◆ Short task A ◆
Print the full passage on Niall Ferguson and the school history curriculum word for word.

[Begin Document text]

The Tories want our children to be proud of Britain's imperial past. When right-wing colonial historian Niall Ferguson told the Hay Festival last weekend that he would like to revise the school history curriculum to include "the rise of western domination of the world" as the "big story" of the last 500 years, Education Secretary Michael Gove leapt to his feet to praise Ferguson's "exciting" ideas - and offer him the job.

Ferguson is a poster-boy for big stories about big empire, his books and broadcasting weaving Boys' Own-style tales about the British charging into the jungle and jolly well sorting out the natives. The Independent's Johann Hari, in his capacity as young bloodhound of the liberal left, sniffed out Ferguson's suspicious narrative of European cultural supremacy in a series of articles in 2006, calling him "a court historian for the imperial American hard right," as Harvard-based Ferguson believes that the success of the British Empire should be considered a model for US foreign policy....

[End Document text]
[Begin Records supplied]

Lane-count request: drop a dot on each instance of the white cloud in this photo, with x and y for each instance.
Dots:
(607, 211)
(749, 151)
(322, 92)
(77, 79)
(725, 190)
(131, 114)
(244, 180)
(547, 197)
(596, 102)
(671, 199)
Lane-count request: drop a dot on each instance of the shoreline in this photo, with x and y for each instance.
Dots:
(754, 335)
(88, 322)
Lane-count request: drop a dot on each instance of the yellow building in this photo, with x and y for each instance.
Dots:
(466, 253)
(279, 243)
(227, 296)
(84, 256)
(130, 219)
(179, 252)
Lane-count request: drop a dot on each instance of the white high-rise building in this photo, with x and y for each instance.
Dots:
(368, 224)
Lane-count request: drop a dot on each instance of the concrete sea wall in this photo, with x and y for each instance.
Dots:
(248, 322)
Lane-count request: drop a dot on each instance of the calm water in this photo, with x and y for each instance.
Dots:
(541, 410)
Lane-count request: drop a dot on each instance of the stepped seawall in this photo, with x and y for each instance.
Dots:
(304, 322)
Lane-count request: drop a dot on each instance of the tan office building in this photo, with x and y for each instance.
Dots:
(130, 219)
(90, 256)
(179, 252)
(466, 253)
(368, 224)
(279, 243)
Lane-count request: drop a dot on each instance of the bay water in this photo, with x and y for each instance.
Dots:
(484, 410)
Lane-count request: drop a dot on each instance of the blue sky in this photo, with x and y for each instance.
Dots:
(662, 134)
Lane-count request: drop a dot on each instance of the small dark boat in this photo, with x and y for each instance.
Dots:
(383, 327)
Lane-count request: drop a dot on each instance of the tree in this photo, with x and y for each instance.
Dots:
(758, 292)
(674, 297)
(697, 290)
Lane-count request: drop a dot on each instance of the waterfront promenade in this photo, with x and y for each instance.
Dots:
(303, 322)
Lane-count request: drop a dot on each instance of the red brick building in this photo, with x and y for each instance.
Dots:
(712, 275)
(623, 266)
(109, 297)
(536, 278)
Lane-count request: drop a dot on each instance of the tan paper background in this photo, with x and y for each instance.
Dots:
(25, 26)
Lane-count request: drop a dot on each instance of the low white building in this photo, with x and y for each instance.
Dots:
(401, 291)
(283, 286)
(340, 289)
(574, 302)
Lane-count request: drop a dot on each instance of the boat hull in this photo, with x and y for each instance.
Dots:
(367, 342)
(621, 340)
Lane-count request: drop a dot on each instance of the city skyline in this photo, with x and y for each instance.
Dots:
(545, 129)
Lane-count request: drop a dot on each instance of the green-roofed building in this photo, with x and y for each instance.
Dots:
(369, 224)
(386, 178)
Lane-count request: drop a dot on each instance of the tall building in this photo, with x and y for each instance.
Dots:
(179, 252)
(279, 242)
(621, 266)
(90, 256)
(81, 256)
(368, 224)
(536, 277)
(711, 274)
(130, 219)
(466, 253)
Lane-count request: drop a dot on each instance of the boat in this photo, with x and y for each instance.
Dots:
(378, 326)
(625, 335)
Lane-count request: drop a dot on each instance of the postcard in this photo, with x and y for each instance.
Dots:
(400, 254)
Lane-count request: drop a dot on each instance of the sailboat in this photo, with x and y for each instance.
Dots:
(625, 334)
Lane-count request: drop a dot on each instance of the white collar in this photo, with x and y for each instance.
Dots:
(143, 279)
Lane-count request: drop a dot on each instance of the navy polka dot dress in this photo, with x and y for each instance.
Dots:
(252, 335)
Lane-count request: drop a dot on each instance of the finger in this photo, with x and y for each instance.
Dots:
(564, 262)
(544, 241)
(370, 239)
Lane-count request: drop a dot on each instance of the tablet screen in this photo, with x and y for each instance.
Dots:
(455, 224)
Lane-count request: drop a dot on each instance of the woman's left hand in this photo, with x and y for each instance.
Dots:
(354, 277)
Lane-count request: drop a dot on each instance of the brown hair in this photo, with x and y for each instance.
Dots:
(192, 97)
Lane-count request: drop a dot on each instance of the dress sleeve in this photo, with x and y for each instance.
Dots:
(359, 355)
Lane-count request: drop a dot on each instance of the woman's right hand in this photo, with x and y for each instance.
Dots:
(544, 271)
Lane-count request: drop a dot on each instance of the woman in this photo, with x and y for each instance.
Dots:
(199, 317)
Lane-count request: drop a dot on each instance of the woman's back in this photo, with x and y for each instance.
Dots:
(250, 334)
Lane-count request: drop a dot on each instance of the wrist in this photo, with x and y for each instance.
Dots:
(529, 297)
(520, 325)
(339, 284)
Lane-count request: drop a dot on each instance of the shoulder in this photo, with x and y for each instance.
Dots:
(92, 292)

[End Records supplied]

◆ Short task B ◆
Output only the lines of the position identification entries from the one containing "the woman's right" through the last line of the entries, both included, reproduced verbatim.

◆ Exercise result A ◆
The Tories want our children to be proud of Britain's imperial past. When right-wing colonial historian Niall Ferguson told the Hay Festival last weekend that he would like to revise the school history curriculum to include "the rise of western domination of the world" as the "big story" of the last 500 years, Education Secretary Michael Gove leapt to his feet to praise Ferguson's "exciting" ideas - and offer him the job.

Ferguson is a poster-boy for big stories about big empire, his books and broadcasting weaving Boys' Own-style tales about the British charging into the jungle and jolly well sorting out the natives. The Independent's Johann Hari, in his capacity as young bloodhound of the liberal left, sniffed out Ferguson's suspicious narrative of European cultural supremacy in a series of articles in 2006, calling him "a court historian for the imperial American hard right," as Harvard-based Ferguson believes that the success of the British Empire should be considered a model for US foreign policy....

◆ Exercise result B ◆
Lane-count request: drop a dot on each instance of the woman's right hand in this photo, with x and y for each instance.
Dots:
(544, 271)
Lane-count request: drop a dot on each instance of the woman in this photo, with x and y for each instance.
Dots:
(199, 317)
Lane-count request: drop a dot on each instance of the woman's back in this photo, with x and y for each instance.
Dots:
(250, 334)
Lane-count request: drop a dot on each instance of the wrist in this photo, with x and y for each instance.
Dots:
(529, 297)
(520, 325)
(339, 284)
Lane-count request: drop a dot on each instance of the shoulder in this photo, with x and y for each instance.
Dots:
(92, 292)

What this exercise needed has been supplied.